__Stated goal A__
Pull out every line of the records below that contains the word "rings", treating uppercase and lowercase letters as different.

__Passage__
━━━━━━━━━━
TL;DR: As enterprises expand AI adoption, localized support for modern identity governance is increasingly important, with IDC projecting 1.3 billion AI agents by 2028 and Deloitte finding only one in five organizations have mature governance for autonomous AI agents, according to Saviynt. The real issue is not regional coverage, but whether IAM, NHI, and agent governance can keep pace with AI-driven identity sprawl.
At a glance
What this is: Saviynt’s joint venture with Ashisuto is a Japan-focused identity security expansion tied to AI-era governance, localization, and support for human and non-human access.
Why it matters: It matters because practitioners must now plan identity governance for humans, NHIs, and AI-driven systems together, with local operating model and compliance requirements shaping execution.
By the numbers:
- IDC projects there will be 1.3 billion AI agents by 2028.
- Deloitte’s 2026 State of AI Report found that only one in five organizations have achieved mature governance for autonomous AI agents.
👉 Read Saviynt's announcement on its Japan joint venture with Ashisuto
Context
Identity security in this context is not just about access control, but about how organizations govern who and what can act inside business systems. As AI adoption accelerates, the pressure shifts from managing isolated human access to governing a broader identity surface that now includes non-human accounts, AI systems, and emerging autonomous actors.
The Japan joint venture reflects a familiar pattern in enterprise identity programs: technology capabilities only matter when they are paired with local implementation capacity, governance alignment, and operational support. For Japanese enterprises, the challenge is whether identity governance can be modernized quickly enough to cover human identities, NHIs, and AI-driven workflows without fragmenting control across teams and regions.
━━━━━━━━━━
__Collection entries__
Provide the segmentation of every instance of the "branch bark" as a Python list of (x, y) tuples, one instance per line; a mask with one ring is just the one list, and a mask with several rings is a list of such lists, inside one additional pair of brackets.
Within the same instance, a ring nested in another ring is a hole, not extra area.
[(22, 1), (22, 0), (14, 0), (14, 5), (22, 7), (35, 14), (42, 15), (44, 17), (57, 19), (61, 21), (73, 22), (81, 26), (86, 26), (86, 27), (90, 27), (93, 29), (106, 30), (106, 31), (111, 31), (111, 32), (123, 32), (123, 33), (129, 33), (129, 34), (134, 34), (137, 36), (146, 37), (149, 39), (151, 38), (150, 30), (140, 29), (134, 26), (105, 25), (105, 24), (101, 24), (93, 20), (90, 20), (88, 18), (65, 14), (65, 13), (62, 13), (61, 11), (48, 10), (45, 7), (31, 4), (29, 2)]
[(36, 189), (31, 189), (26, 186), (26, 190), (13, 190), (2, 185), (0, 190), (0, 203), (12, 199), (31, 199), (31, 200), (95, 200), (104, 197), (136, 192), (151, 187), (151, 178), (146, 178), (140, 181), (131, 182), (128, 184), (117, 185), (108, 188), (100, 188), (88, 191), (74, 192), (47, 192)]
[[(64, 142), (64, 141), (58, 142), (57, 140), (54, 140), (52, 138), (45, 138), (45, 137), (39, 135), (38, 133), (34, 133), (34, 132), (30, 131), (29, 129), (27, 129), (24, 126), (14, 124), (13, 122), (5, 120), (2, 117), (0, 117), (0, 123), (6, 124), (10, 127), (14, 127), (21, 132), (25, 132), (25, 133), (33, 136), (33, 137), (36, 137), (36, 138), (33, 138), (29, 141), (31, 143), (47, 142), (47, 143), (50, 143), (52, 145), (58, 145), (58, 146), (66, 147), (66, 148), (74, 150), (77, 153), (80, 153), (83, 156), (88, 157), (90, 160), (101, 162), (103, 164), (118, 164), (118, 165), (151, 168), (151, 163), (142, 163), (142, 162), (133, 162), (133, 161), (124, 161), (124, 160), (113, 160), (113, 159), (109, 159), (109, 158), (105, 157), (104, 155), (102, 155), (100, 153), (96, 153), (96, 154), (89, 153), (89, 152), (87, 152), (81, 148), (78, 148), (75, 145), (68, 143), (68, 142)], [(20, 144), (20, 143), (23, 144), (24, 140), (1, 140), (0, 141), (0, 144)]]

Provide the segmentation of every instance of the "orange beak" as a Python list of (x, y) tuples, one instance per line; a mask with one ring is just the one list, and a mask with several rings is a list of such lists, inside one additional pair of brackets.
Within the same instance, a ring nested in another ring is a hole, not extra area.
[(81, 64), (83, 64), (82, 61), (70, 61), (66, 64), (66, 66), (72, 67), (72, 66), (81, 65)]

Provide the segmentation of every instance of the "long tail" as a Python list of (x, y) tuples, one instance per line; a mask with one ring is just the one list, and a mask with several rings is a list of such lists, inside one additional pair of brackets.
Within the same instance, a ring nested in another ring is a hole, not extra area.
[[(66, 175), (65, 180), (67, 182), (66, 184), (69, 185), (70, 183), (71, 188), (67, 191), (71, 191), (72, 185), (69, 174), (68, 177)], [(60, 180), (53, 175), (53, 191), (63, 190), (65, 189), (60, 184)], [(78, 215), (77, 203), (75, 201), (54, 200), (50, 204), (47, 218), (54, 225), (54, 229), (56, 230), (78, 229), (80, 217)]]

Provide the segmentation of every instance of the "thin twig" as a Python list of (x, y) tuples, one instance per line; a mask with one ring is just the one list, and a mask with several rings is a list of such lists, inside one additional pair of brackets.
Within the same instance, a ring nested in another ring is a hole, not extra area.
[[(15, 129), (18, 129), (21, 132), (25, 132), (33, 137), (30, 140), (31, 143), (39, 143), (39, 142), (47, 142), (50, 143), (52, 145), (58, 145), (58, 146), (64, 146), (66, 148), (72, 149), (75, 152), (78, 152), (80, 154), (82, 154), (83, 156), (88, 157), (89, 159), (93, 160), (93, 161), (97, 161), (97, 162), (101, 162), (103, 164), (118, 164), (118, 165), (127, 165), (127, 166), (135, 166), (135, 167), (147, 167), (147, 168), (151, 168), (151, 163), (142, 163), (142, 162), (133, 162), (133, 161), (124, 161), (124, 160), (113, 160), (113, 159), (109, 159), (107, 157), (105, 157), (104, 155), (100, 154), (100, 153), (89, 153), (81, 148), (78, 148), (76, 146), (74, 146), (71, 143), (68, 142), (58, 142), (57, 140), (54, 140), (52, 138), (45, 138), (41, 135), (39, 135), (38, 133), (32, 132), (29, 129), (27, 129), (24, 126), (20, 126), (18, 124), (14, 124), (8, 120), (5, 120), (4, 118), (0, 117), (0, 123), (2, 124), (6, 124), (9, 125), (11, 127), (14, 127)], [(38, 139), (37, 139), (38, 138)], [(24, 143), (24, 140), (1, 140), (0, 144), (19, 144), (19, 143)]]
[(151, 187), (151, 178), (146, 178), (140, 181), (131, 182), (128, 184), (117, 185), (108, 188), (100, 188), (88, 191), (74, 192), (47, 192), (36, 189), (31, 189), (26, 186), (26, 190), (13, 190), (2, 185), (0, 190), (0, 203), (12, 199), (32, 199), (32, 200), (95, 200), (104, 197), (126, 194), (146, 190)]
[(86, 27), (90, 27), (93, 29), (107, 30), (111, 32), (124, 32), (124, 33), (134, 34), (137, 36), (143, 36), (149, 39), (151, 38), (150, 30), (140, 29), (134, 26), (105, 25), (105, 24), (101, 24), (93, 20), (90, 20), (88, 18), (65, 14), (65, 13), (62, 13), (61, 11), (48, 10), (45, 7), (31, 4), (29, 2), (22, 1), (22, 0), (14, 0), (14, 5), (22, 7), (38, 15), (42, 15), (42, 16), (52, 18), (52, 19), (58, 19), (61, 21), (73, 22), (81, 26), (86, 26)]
━━━━━━━━━━
__Stated goal B__
In the article above on Saviynt's Japan joint venture, write out the portion from "At a glance" to "agents by 2028.", substituting "security teams" for "practitioners".

__Expected answer A__
Provide the segmentation of every instance of the "branch bark" as a Python list of (x, y) tuples, one instance per line; a mask with one ring is just the one list, and a mask with several rings is a list of such lists, inside one additional pair of brackets.
Provide the segmentation of every instance of the "orange beak" as a Python list of (x, y) tuples, one instance per line; a mask with one ring is just the one list, and a mask with several rings is a list of such lists, inside one additional pair of brackets.
Provide the segmentation of every instance of the "long tail" as a Python list of (x, y) tuples, one instance per line; a mask with one ring is just the one list, and a mask with several rings is a list of such lists, inside one additional pair of brackets.
Provide the segmentation of every instance of the "thin twig" as a Python list of (x, y) tuples, one instance per line; a mask with one ring is just the one list, and a mask with several rings is a list of such lists, inside one additional pair of brackets.

__Expected answer B__
At a glance
What this is: Saviynt’s joint venture with Ashisuto is a Japan-focused identity security expansion tied to AI-era governance, localization, and support for human and non-human access.
Why it matters: It matters because security teams must now plan identity governance for humans, NHIs, and AI-driven systems together, with local operating model and compliance requirements shaping execution.
By the numbers:
- IDC projects there will be 1.3 billion AI agents by 2028.